Problem to work on —
Treat the line containing "of the flock" as the first line and the final line of the material below as the last; reproduce that range exactly.

--- Begin Given records ---

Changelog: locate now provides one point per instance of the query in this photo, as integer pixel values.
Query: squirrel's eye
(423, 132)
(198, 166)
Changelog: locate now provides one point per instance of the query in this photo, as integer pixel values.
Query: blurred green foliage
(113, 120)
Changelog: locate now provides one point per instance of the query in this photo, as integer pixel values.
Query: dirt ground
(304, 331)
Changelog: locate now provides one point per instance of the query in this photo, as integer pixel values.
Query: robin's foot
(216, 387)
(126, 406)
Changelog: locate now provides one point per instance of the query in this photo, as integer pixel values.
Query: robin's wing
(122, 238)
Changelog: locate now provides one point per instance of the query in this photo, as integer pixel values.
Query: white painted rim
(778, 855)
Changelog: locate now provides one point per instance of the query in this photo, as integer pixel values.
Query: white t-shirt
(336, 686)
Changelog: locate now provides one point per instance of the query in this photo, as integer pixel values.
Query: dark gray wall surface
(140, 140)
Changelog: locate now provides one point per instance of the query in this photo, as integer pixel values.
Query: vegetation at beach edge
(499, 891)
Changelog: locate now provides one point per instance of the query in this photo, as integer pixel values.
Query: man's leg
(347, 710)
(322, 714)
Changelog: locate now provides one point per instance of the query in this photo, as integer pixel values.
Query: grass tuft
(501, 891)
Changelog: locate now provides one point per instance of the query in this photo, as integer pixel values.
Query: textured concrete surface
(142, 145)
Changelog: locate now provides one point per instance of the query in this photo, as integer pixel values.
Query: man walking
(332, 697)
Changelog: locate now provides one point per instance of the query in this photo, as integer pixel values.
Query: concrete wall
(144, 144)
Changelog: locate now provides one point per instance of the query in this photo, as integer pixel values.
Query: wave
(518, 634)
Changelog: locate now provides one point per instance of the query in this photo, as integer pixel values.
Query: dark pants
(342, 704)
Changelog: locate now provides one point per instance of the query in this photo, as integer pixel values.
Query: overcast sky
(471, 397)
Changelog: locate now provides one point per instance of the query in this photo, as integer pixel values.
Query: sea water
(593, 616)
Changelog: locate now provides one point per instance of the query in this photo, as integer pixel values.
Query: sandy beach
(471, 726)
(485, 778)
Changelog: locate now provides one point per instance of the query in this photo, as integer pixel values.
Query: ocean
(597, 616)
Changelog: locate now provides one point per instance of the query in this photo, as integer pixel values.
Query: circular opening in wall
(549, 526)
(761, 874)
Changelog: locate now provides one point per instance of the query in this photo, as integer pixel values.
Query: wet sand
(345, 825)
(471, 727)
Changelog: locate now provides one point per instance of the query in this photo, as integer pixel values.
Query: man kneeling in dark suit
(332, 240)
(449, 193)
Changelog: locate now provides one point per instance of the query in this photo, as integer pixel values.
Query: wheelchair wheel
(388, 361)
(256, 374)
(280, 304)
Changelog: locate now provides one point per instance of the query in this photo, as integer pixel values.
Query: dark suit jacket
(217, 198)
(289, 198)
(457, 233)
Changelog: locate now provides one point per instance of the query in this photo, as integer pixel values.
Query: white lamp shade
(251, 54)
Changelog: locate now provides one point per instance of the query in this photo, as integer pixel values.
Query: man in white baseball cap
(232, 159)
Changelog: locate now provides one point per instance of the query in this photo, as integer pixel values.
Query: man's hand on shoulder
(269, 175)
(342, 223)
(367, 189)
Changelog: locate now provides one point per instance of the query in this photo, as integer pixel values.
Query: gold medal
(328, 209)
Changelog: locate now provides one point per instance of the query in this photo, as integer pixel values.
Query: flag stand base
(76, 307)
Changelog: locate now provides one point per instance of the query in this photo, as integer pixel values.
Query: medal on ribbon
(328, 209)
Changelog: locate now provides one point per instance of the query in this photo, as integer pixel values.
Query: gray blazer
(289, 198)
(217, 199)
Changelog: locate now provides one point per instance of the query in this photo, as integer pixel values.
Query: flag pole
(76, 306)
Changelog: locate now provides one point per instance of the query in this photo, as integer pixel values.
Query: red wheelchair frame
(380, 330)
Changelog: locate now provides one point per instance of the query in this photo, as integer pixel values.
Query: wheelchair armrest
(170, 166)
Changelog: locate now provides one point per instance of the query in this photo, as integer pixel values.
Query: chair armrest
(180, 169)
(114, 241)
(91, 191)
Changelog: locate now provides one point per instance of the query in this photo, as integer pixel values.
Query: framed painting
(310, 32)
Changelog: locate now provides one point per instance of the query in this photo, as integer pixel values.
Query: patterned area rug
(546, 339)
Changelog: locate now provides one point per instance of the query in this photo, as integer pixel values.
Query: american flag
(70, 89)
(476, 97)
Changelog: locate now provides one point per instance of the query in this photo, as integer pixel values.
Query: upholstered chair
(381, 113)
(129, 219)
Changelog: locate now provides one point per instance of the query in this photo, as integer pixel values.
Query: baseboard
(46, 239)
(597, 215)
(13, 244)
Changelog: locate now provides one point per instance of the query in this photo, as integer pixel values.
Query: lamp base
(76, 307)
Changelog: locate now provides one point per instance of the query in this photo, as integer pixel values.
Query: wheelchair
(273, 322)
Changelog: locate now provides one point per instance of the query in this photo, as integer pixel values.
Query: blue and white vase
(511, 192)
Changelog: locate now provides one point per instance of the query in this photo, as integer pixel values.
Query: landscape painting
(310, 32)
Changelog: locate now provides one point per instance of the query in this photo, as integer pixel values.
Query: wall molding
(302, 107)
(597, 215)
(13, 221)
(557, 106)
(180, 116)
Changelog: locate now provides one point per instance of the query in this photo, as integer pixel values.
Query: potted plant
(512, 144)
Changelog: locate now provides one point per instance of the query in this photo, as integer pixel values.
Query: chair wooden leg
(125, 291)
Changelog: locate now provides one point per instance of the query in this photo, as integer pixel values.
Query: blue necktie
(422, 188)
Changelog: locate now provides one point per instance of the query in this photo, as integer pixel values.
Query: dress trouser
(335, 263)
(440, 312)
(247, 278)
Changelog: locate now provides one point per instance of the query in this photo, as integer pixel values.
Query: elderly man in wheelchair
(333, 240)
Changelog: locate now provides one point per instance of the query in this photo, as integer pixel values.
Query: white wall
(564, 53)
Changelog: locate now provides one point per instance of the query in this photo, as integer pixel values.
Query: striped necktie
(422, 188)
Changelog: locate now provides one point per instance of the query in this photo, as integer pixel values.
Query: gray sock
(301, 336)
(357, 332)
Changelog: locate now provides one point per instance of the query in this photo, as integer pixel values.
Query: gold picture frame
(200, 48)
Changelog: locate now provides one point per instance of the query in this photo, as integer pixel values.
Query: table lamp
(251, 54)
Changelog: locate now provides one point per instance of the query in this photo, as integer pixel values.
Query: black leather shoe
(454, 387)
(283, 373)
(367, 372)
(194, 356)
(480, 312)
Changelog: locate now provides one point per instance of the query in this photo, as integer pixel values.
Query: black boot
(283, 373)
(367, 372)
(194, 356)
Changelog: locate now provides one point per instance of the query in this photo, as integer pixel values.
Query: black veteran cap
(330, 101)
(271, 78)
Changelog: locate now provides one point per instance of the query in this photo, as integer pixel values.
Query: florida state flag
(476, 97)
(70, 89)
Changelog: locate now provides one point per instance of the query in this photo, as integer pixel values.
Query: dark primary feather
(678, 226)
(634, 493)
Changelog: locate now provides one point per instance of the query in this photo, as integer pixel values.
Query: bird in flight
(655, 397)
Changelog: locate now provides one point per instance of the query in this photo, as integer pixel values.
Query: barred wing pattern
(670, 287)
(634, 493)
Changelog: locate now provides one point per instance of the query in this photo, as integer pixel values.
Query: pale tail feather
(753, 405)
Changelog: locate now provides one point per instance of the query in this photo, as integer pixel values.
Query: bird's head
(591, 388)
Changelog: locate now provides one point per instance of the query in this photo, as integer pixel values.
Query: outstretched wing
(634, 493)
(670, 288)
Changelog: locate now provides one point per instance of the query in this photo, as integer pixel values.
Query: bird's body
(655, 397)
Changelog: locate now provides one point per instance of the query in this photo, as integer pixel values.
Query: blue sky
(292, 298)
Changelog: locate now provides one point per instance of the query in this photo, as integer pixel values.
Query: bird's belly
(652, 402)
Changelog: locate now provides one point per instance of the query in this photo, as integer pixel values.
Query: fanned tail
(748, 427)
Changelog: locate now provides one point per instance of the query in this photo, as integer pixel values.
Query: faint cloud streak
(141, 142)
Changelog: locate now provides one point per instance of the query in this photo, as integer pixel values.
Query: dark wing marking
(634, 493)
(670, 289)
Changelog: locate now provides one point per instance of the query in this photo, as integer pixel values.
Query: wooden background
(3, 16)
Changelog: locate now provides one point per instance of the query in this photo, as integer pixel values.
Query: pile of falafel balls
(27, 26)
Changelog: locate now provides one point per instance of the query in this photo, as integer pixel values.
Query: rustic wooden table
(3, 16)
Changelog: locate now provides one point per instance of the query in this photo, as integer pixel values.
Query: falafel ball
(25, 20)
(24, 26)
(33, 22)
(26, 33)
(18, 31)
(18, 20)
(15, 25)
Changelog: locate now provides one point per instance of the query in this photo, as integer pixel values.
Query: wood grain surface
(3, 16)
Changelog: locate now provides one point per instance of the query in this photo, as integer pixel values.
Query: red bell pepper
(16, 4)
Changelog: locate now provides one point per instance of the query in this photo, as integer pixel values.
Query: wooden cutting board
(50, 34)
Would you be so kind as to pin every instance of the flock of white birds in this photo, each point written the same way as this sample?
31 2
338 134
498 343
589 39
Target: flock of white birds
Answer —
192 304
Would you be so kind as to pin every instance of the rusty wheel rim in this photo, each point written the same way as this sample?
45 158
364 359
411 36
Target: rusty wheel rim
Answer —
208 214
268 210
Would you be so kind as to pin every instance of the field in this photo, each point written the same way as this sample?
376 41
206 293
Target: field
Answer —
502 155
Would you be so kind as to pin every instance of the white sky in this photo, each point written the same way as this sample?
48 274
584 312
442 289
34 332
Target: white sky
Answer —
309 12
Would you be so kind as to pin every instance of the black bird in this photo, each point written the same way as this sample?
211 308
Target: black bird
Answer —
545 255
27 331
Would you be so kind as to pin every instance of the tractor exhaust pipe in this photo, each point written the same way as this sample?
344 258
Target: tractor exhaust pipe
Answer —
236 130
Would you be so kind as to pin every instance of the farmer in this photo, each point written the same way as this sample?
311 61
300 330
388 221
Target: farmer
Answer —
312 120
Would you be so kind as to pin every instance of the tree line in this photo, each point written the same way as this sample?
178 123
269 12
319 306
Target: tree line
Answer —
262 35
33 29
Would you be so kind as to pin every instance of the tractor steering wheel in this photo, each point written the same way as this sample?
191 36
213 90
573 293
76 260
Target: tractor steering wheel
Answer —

--- End Given records ---

Reply —
Would you be so kind as to pin every instance of the flock of white birds in this photo, each point written the same way as this sample?
31 2
338 134
498 343
589 39
Target: flock of white birds
Answer —
192 304
Would you be so kind as to pin every instance of the rusty wheel rim in this photo, each point written the same way as this sample?
45 158
364 359
411 36
Target: rusty wheel rim
Answer —
208 214
268 210
Would you be so kind as to pin every instance of the field in this photo, each point written the same way as this sample?
376 41
206 293
Target: field
Answer —
502 155
Would you be so kind as to pin every instance of the white sky in this photo, each point written the same way as this sample?
48 274
584 312
442 289
34 332
Target: white sky
Answer —
309 12
Would you be so kind as to pin every instance of the black bird in this photo, each point written the same way as this sample?
211 308
Target: black bird
Answer —
545 255
27 331
Would you be so kind as to pin every instance of the tractor exhaust pipe in this photo, each point written the same way as this sample?
344 258
Target: tractor exhaust pipe
Answer —
236 130
Would you be so kind as to pin every instance of the farmer in this photo, each point written the same way as this sample?
311 61
300 330
388 221
Target: farmer
Answer —
312 120
Would you be so kind as to pin every instance of the tree line in this photo, each point written the same way as this sample?
178 123
269 12
319 306
Target: tree line
Answer —
262 35
33 29
Would you be so kind as to pin every instance of the tractor steering wheel in this photo, each point written the same way as this sample?
191 36
213 90
573 293
76 260
Target: tractor steering wheel
Answer —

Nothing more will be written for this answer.